— Start MATERIALS PROVIDED —

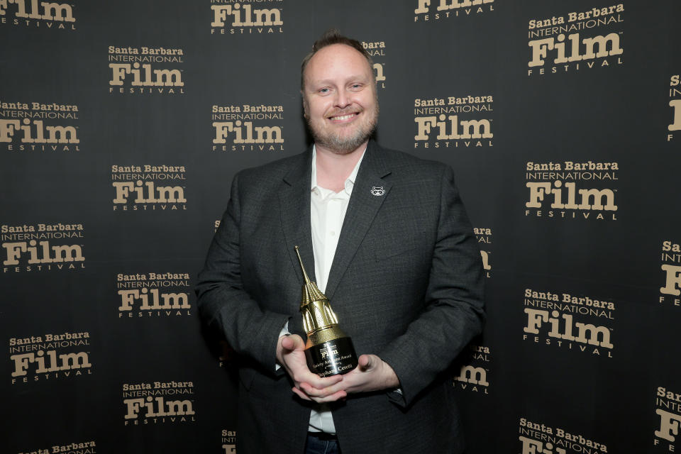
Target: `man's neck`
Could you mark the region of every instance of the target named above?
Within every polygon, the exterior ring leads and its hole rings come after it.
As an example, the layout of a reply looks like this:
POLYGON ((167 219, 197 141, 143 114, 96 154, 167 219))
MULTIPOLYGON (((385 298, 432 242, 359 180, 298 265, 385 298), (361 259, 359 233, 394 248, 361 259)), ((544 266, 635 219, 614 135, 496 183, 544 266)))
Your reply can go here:
POLYGON ((345 187, 345 180, 362 157, 367 143, 368 140, 345 155, 335 153, 315 144, 317 184, 334 192, 342 191, 345 187))

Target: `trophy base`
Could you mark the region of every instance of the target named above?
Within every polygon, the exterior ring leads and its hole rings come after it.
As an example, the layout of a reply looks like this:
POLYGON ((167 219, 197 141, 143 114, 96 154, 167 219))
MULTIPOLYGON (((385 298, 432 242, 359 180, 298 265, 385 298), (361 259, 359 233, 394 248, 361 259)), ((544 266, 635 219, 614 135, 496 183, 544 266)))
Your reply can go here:
POLYGON ((347 374, 357 367, 357 353, 350 338, 338 338, 305 350, 307 367, 320 377, 347 374))

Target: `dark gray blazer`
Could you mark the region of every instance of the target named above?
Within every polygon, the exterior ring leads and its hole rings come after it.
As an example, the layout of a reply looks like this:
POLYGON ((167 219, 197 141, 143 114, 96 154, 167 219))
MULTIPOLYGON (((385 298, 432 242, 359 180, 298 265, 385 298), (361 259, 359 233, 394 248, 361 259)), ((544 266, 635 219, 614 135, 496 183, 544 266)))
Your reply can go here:
MULTIPOLYGON (((314 279, 311 159, 308 150, 235 177, 199 276, 201 316, 248 358, 239 371, 240 454, 303 453, 310 407, 275 364, 287 321, 305 338, 294 246, 314 279)), ((358 355, 389 364, 402 394, 351 394, 332 406, 343 454, 463 450, 442 372, 482 330, 482 279, 451 170, 370 141, 326 294, 358 355)))

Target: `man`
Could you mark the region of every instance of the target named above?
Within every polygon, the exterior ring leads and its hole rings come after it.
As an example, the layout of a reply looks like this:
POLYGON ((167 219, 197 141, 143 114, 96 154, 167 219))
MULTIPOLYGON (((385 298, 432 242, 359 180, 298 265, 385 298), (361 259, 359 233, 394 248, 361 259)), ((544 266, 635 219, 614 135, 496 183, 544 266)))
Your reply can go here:
POLYGON ((235 177, 196 289, 202 317, 246 358, 237 451, 460 453, 443 372, 484 312, 453 173, 370 140, 377 89, 356 40, 327 32, 301 77, 314 145, 235 177), (295 245, 360 355, 345 375, 306 367, 295 245))

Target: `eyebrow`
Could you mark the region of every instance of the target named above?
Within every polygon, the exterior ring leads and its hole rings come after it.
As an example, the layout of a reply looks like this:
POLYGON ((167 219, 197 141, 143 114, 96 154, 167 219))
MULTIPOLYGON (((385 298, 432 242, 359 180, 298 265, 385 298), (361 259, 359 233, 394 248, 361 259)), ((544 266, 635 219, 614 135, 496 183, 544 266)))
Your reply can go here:
MULTIPOLYGON (((363 80, 365 79, 366 79, 366 75, 365 75, 365 74, 361 74, 361 75, 360 75, 360 74, 354 74, 354 75, 350 76, 349 77, 347 77, 347 78, 346 78, 346 82, 345 82, 345 83, 348 83, 348 82, 353 82, 353 81, 363 81, 363 80)), ((371 78, 369 77, 369 79, 370 80, 371 78)), ((333 80, 333 79, 322 79, 321 80, 317 80, 317 81, 311 80, 311 81, 310 81, 310 83, 312 83, 312 84, 333 84, 336 83, 336 81, 335 81, 335 80, 333 80)))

— End MATERIALS PROVIDED —

Copy every item above word for word, leaving out the pictures.

Target: `man's neck`
Could you mark the region of every instance of the target named above?
Within every polygon, the exterior ring leads and its hole rings come after it.
As an example, the layout of a reply looks like this:
POLYGON ((167 219, 197 141, 143 114, 96 154, 167 219))
MULTIPOLYGON (((385 298, 432 242, 359 180, 298 265, 385 298), (361 259, 359 233, 394 248, 361 259)), ((544 266, 635 219, 614 135, 496 183, 544 266)))
Your reply can go here:
POLYGON ((345 187, 345 180, 362 157, 367 143, 368 140, 345 155, 335 153, 315 144, 317 184, 334 192, 342 191, 345 187))

Target: `trophy base`
Could you mark the region of every instance of the target named above?
Within every polygon, the exterior ring leads and its hole rings come after it.
As an example, the layout of a reply looks like this:
POLYGON ((167 219, 197 141, 143 114, 96 154, 167 219))
MULTIPOLYGON (((385 298, 432 242, 359 180, 298 265, 385 298), (361 259, 359 233, 394 248, 361 259)), ((544 266, 635 219, 614 135, 496 183, 544 266)))
Your reply can go here:
POLYGON ((347 374, 357 367, 357 353, 350 338, 338 338, 305 350, 307 367, 320 377, 347 374))

Target: `dark gray blazer`
Could you mark the region of every instance of the target named above?
Within every polygon, the exterior ring leads and its hole rings come after it.
As an example, the layout of a reply looks like this:
POLYGON ((167 219, 197 141, 143 114, 96 154, 167 219))
MULTIPOLYGON (((385 298, 432 242, 359 180, 298 265, 385 298), (361 259, 359 233, 394 248, 361 259)), ((544 266, 635 219, 614 135, 496 183, 544 266)))
Your reply can go here:
MULTIPOLYGON (((314 279, 311 159, 308 150, 235 177, 199 276, 201 316, 248 358, 239 371, 240 454, 303 453, 310 407, 275 364, 287 321, 305 338, 294 246, 314 279)), ((358 355, 389 364, 402 394, 351 394, 332 406, 343 454, 463 450, 442 372, 482 330, 482 279, 451 170, 370 141, 326 294, 358 355)))

Target: `man`
Could you mark the region of every instance of the target named above?
Within every polygon, the exterior ring leads and its hole rings come after it.
As an example, the layout of a reply looks like this:
POLYGON ((167 219, 197 141, 143 114, 96 154, 167 219))
MULTIPOLYGON (((385 298, 432 242, 359 180, 298 265, 385 298), (361 259, 359 233, 394 248, 361 259)), ((544 266, 635 219, 614 135, 496 183, 544 266)))
Your reply can go here:
POLYGON ((235 177, 196 289, 202 317, 246 358, 237 451, 460 453, 443 372, 484 312, 453 173, 370 140, 377 89, 356 40, 327 32, 301 77, 314 145, 235 177), (295 245, 360 355, 345 375, 306 367, 295 245))

Target: `eyebrow`
Could you mark the region of every instance of the target named above?
Within every polygon, the exterior ring leads and its hole rings come after it.
As an example, the layout of a reply looks like this:
POLYGON ((167 219, 197 141, 143 114, 96 154, 167 219))
MULTIPOLYGON (((385 298, 432 242, 359 180, 298 265, 385 298), (361 259, 359 233, 394 248, 361 259)), ((544 266, 635 219, 614 135, 496 183, 544 266)))
Your reply can go here:
MULTIPOLYGON (((363 80, 365 79, 366 79, 366 75, 365 75, 365 74, 361 74, 361 75, 360 75, 360 74, 354 74, 354 75, 350 76, 349 77, 347 77, 347 78, 346 78, 346 82, 345 82, 345 83, 348 83, 348 82, 353 82, 353 81, 363 81, 363 80)), ((371 78, 369 77, 369 79, 370 80, 371 78)), ((333 80, 333 79, 322 79, 321 80, 317 80, 317 81, 311 80, 311 81, 310 81, 310 83, 312 83, 312 84, 333 84, 336 83, 336 81, 335 81, 335 80, 333 80)))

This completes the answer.